Update the lines that begin at the one containing "adult arm, each" and run through the end of the material, replacing "fingernail" with "nail" and changing nothing else. Return only those lines.

Start of EXERCISE DATA

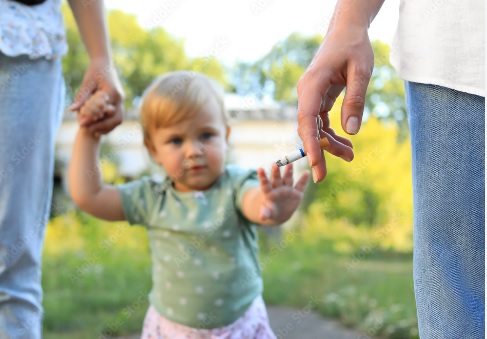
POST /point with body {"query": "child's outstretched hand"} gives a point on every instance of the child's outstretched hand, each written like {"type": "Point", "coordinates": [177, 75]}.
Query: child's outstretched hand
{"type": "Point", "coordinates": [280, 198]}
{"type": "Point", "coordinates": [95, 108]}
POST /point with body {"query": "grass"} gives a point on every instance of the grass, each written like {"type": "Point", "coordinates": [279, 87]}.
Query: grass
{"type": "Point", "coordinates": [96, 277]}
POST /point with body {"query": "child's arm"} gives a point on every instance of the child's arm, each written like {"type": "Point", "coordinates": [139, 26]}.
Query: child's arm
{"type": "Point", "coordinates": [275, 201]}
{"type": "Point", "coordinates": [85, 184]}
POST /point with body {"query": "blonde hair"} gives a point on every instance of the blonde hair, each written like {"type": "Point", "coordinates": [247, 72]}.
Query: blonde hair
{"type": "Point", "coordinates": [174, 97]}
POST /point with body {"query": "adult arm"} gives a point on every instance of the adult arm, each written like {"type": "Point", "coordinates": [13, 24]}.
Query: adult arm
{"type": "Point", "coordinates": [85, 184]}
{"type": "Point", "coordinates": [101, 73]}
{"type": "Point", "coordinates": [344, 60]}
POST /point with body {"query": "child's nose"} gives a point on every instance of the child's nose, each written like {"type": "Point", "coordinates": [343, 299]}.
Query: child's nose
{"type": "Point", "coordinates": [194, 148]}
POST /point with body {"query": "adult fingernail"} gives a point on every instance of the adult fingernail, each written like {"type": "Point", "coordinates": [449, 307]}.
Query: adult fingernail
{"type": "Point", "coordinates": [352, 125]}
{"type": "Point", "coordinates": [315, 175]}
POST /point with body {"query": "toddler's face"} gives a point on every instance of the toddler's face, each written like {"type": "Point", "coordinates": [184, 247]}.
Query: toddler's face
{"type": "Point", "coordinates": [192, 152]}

End of EXERCISE DATA

▸ SOLVED EXERCISE:
POST /point with body {"query": "adult arm"} gives a point on every instance of the adult arm, each written like {"type": "Point", "coordinates": [13, 24]}.
Query: adult arm
{"type": "Point", "coordinates": [85, 184]}
{"type": "Point", "coordinates": [101, 73]}
{"type": "Point", "coordinates": [344, 60]}
POST /point with body {"query": "child's nose"} gives a point on every instance of the child's nose, each written like {"type": "Point", "coordinates": [343, 299]}.
Query: child's nose
{"type": "Point", "coordinates": [194, 148]}
POST /point with body {"query": "adult nail"} gives a point on every instance of the adult nail, each written like {"type": "Point", "coordinates": [449, 307]}.
Query: adult nail
{"type": "Point", "coordinates": [352, 125]}
{"type": "Point", "coordinates": [315, 175]}
POST /point with body {"query": "toddler's face"} gives a point on every instance of the toddler's face, each written like {"type": "Point", "coordinates": [184, 247]}.
Query: toddler's face
{"type": "Point", "coordinates": [192, 152]}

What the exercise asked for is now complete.